- _Problem to work on_
Retype every entry exactly, down to the last character.

Records from a collection:
---+---
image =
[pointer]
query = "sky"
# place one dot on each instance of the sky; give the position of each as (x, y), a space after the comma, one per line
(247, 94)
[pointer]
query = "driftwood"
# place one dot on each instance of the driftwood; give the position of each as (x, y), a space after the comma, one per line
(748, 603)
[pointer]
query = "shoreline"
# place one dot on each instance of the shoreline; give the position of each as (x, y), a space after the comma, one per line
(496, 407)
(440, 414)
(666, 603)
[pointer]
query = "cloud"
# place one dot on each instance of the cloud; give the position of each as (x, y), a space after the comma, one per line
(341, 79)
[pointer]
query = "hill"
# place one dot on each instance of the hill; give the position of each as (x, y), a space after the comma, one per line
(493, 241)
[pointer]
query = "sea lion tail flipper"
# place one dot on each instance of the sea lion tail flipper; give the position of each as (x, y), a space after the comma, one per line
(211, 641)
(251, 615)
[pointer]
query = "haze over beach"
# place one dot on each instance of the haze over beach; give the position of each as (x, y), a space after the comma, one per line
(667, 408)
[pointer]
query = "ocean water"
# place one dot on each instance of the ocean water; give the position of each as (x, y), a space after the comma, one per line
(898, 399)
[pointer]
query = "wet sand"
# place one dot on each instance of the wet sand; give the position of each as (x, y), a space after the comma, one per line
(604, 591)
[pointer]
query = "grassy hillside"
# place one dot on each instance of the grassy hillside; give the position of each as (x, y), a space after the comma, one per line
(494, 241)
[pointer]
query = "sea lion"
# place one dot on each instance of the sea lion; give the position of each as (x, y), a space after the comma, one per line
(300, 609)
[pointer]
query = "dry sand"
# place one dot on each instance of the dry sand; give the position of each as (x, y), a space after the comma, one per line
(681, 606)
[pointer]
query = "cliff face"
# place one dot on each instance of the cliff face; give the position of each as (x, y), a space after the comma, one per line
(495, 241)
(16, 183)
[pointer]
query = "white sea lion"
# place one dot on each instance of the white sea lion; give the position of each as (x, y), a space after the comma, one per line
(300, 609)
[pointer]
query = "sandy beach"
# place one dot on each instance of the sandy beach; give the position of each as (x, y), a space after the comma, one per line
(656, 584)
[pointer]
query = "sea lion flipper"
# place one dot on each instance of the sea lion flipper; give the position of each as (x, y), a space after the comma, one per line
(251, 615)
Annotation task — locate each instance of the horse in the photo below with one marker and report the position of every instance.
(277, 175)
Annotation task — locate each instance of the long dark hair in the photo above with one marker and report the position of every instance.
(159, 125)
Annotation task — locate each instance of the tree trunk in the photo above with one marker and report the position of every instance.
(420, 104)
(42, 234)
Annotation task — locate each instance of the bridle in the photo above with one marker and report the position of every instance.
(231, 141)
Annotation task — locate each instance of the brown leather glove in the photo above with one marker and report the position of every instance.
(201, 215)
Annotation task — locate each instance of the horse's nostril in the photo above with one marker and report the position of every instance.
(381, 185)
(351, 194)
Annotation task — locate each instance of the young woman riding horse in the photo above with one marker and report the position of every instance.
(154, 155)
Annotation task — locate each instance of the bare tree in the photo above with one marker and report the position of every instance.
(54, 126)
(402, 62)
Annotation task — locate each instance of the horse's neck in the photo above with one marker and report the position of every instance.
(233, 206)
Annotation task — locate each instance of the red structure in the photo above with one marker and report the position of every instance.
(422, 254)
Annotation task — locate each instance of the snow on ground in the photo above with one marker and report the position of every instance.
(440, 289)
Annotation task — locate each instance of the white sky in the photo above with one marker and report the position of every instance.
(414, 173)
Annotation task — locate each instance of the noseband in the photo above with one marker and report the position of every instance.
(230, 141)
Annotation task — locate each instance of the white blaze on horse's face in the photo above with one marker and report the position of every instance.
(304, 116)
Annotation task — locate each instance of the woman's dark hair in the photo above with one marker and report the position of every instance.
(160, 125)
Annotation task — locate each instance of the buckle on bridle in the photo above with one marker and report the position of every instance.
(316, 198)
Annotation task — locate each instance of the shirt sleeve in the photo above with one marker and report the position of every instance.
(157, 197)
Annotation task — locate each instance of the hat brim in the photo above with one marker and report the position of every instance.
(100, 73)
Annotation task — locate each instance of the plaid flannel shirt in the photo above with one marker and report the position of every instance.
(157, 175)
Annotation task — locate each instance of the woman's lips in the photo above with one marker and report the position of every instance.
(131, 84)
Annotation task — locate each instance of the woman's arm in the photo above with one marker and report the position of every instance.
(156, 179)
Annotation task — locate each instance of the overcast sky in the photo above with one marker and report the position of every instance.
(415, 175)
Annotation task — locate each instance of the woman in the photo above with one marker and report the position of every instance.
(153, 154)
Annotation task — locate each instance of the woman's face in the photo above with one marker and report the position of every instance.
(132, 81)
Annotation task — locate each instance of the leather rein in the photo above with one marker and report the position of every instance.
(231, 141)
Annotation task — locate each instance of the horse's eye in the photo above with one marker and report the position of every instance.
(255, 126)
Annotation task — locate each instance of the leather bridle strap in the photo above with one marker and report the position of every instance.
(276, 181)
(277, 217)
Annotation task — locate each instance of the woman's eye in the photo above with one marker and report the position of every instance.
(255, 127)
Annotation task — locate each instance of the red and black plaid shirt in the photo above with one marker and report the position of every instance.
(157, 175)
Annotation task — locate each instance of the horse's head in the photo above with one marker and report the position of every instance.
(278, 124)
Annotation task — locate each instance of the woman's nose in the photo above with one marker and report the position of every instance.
---+---
- _Result for this exercise_
image =
[pointer]
query = "sky"
# place one dot on each instance of the sky; give the position of each as (x, y), a space after the comma, one per line
(247, 94)
[pointer]
query = "driftwood"
# place one dot on each instance of the driftwood; give the position of each as (x, y), a space after the comma, one per line
(748, 603)
[pointer]
query = "shoreline"
# place one dot on each instance of the shoreline; give the position of each as (x, y), a space after the comma, one per line
(496, 407)
(440, 414)
(666, 603)
[pointer]
query = "cloud"
# place one dot on each instance of the cloud; give the position of each as (x, y), a space after the comma, one per line
(341, 79)
[pointer]
query = "hill"
# place one dot on each instance of the hill; give the position of each as (x, y), a space after the comma, one per line
(493, 241)
[pointer]
query = "sea lion tail flipper"
# place one dot on each instance of the sea lion tail flipper; give the position of each as (x, y), a space after the comma, one per line
(211, 641)
(251, 615)
[pointer]
query = "haze over beach"
# place one dot on each instance of the haze over beach; give the position of each as (x, y), a space after the comma, one per line
(667, 408)
[pointer]
query = "ocean water"
# place one dot on each instance of the ocean water; give the position of each as (x, y), a space after the comma, one per line
(898, 399)
[pointer]
query = "wet sand"
# place one dot on each instance of the wet sand; give the position of each as (x, y), a space after the comma, one per line
(604, 591)
[pointer]
query = "grassy hillside"
# place one dot on each instance of the grassy hillside; give the position of each as (x, y), a space after the comma, one per line
(494, 241)
[pointer]
query = "sea lion"
# place one dot on each instance of the sea lion; give the position of each as (x, y), a space after the comma, one per line
(300, 609)
[pointer]
query = "dry sand"
# place one dot on each instance of the dry sand; give the position of each as (x, y), a space after the comma, one per line
(681, 606)
[pointer]
query = "cliff face"
# place one dot on each instance of the cliff face; give the position of each as (x, y), a space after the comma, one per line
(495, 241)
(16, 183)
[pointer]
query = "white sea lion"
# place one dot on each instance of the white sea lion; give the position of each as (x, y), a space after the comma, one per line
(300, 609)
[pointer]
query = "sandy beach"
# place one dot on each instance of the sandy beach; give the position of each as (x, y), a space after the comma, one per line
(656, 584)
[pointer]
query = "sea lion flipper"
# place one dot on each instance of the sea lion flipper; give the position of each as (x, y), a space after the comma, one per line
(251, 615)
Annotation task — locate each instance of the horse in the photo below with one marker and report the position of every instance.
(277, 175)
Annotation task — locate each instance of the long dark hair in the photo above with one marker and report the position of every instance.
(159, 125)
Annotation task — locate each instance of the tree trunk in the photo above with one marker and report the position of every instance.
(420, 104)
(42, 234)
Annotation task — locate each instance of the bridle in the photo above with one marker and report the position of every instance.
(231, 141)
Annotation task — locate each instance of the brown leather glove in the photo above with one marker and report the position of every instance.
(201, 215)
Annotation task — locate each instance of the horse's nostril in the photo above with one marker and report the position of every instance.
(381, 185)
(351, 194)
Annotation task — locate each instance of the young woman riding horse in the photo above with one marker and report the position of every instance.
(154, 155)
Annotation task — locate each instance of the bare tree in the photo above with one marker and report the position of every instance.
(54, 126)
(402, 62)
Annotation task — locate each instance of the horse's neck in the photo above with one marker and report the position of every instance.
(233, 206)
Annotation task — locate each instance of the red structure in the photo above with one marker and report the position of every instance.
(422, 254)
Annotation task — locate each instance of the snow on ground in the photo above with one marker and report the position of every instance.
(440, 289)
Annotation task — locate each instance of the white sky in the photo above with one marker and report the position of every instance.
(414, 173)
Annotation task — locate each instance of the noseband in the photo above with one marker and report the position of every instance.
(230, 141)
Annotation task — locate each instance of the white blaze on horse's face in the photo above with one marker and report the position of every instance.
(304, 116)
Annotation task — locate each instance of the woman's dark hair in the photo above with one marker and report the position of every instance.
(160, 125)
Annotation task — locate each instance of the buckle on bridle in the photo above with one marker and report the position of every instance.
(316, 198)
Annotation task — locate each instance of the shirt sleeve in the photo above with one marker and report the position of every instance.
(157, 197)
Annotation task — locate each instance of the hat brim in the photo above with one marker and report the position of every instance.
(100, 73)
Annotation task — locate each instance of the plaid flannel shirt in the photo above with one marker and report the position of every instance.
(157, 175)
Annotation task — locate each instance of the woman's lips in the photo above with one marker and report the position of every instance.
(131, 84)
Annotation task — locate each instance of the woman's arm in the photo above with one marker and report the position of every instance.
(156, 179)
Annotation task — locate each instance of the overcast sky in the photo above with one marker and report the position of every instance.
(415, 175)
Annotation task — locate each instance of the woman in the photo above with one marker and report the position of every instance.
(153, 154)
Annotation task — locate each instance of the woman's face in the photo above with one marker and report the position of every instance.
(132, 81)
Annotation task — locate each instance of the leather rein in the photo above with one marker and report the position of every instance.
(231, 141)
Annotation task — locate each instance of the horse's eye in the photo above with one marker and report the position of every instance.
(255, 126)
Annotation task — locate each instance of the leather bridle strap in the photo above with one marker and report the position of every instance.
(276, 181)
(277, 217)
Annotation task — locate each instance of the woman's eye in the photo above with one marker and report the position of every instance.
(255, 127)
Annotation task — locate each instance of the red and black plaid shirt in the photo above with one marker and report the position of every instance.
(157, 175)
Annotation task — locate each instance of the horse's head in the photo above with one marker and report the position of every instance.
(278, 124)
Annotation task — locate each instance of the woman's nose in the photo above with one marker and report the position of every instance.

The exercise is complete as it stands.